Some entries
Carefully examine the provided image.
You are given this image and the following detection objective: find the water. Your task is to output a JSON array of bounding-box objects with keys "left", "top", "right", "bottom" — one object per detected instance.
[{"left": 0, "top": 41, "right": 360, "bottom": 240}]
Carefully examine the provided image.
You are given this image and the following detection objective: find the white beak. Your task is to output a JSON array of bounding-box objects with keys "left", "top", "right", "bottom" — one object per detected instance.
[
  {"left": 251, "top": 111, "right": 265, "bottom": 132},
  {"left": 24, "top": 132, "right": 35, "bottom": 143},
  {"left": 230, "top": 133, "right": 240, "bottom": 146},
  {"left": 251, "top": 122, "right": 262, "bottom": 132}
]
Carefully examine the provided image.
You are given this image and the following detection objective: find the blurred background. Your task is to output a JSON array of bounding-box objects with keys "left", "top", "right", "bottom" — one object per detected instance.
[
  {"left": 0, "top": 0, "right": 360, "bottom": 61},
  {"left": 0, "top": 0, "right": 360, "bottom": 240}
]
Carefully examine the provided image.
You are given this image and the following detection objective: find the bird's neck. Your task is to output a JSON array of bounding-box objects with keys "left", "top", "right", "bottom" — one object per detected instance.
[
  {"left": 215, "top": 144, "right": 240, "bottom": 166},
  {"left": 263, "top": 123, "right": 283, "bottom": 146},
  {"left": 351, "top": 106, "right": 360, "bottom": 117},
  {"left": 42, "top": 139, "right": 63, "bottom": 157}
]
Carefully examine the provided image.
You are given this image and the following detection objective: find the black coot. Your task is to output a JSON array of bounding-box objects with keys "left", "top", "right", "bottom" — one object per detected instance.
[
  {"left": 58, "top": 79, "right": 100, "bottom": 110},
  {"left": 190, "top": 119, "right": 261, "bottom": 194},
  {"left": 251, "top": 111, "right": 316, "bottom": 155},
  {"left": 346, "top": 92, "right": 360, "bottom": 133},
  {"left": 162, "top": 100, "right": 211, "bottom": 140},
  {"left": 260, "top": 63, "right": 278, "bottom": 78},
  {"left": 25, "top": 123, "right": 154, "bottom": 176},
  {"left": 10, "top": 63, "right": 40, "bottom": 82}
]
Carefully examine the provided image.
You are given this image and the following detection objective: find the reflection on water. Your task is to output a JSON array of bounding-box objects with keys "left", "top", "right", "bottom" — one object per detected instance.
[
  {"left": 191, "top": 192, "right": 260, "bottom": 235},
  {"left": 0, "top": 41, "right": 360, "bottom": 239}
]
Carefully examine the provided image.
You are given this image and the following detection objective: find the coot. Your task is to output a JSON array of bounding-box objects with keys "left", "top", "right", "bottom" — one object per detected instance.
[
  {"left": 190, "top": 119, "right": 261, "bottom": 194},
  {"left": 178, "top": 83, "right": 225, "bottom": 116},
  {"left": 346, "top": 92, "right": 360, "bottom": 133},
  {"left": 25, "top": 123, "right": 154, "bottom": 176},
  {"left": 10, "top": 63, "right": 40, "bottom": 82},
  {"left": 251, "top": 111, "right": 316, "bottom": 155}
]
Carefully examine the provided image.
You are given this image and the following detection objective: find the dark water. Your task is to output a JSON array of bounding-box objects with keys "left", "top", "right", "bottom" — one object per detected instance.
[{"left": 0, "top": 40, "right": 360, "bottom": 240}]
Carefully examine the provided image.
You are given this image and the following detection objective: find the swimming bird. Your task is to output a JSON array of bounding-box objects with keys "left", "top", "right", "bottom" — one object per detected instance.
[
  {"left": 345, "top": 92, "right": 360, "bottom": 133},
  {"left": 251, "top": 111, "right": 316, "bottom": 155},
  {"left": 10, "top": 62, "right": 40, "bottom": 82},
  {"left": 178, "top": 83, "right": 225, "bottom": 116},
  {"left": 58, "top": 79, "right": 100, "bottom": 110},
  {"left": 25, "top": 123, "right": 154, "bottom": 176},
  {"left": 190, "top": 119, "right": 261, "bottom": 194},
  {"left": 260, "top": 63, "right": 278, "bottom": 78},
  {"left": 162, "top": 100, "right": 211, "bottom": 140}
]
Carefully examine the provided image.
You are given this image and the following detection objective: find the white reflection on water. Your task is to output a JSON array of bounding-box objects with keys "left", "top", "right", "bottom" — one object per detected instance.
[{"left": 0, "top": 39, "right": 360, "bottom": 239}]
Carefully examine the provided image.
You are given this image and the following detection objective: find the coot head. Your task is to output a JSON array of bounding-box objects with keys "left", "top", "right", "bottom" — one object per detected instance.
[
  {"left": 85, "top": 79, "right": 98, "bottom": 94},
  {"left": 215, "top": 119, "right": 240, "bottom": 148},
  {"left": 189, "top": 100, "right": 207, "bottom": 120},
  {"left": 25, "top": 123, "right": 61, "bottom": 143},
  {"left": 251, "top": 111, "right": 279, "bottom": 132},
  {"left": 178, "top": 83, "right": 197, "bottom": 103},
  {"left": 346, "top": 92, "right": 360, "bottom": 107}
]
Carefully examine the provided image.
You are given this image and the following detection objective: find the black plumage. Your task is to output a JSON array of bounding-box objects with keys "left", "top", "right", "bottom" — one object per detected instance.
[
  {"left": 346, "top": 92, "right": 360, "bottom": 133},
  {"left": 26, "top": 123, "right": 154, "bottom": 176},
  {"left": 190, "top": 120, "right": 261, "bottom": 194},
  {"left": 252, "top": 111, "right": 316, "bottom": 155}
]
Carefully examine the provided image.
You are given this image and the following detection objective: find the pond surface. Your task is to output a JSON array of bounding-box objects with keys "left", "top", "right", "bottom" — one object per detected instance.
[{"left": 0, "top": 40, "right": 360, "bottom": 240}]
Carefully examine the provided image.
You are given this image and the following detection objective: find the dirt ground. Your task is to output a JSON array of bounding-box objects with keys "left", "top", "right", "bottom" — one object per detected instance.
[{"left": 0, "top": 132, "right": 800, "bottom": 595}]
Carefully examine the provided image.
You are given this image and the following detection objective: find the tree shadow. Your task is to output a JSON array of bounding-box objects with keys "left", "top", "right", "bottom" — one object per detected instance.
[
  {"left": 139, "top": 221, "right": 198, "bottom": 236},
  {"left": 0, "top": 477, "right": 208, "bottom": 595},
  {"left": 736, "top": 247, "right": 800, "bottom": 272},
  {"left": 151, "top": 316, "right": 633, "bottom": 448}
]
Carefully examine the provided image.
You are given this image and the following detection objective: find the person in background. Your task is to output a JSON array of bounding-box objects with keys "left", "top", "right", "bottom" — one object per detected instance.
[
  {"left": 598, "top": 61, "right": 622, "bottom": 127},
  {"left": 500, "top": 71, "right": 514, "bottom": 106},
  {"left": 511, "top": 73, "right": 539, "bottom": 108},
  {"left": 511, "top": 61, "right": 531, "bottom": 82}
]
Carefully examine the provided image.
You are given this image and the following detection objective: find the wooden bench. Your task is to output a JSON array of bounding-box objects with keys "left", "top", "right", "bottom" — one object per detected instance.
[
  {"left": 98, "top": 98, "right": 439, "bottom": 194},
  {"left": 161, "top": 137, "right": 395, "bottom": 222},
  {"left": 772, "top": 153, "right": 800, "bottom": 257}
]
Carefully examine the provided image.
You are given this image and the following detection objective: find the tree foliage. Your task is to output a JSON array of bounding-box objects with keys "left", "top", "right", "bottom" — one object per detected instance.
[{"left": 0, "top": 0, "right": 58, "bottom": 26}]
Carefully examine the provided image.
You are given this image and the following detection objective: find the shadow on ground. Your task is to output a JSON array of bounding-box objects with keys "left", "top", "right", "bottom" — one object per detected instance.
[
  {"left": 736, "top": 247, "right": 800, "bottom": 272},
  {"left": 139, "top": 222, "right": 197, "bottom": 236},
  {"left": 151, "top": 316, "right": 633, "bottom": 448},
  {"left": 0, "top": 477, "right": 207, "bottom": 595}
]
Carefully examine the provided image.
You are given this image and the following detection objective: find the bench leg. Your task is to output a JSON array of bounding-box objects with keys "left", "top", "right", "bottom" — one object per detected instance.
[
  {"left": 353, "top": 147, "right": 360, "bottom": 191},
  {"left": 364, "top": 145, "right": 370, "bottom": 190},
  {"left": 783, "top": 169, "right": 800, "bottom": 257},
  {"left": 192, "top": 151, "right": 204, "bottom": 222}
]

◆ What you will do ◆
Pull out every line in the entries above that contains the word "reflection", and copy each one in full.

◆ Exercise output ◆
You are given this image and the following detection objective: find the reflection on water. Your task is to output a JSON array of bounding-box objects with keys "left", "top", "right", "bottom" — one object per detected instance.
You are given this image and the following detection objective: find the white reflection on water. Your task is to output a JSON array of bounding-box objects with keys "left", "top", "right", "bottom" — one object per detected instance.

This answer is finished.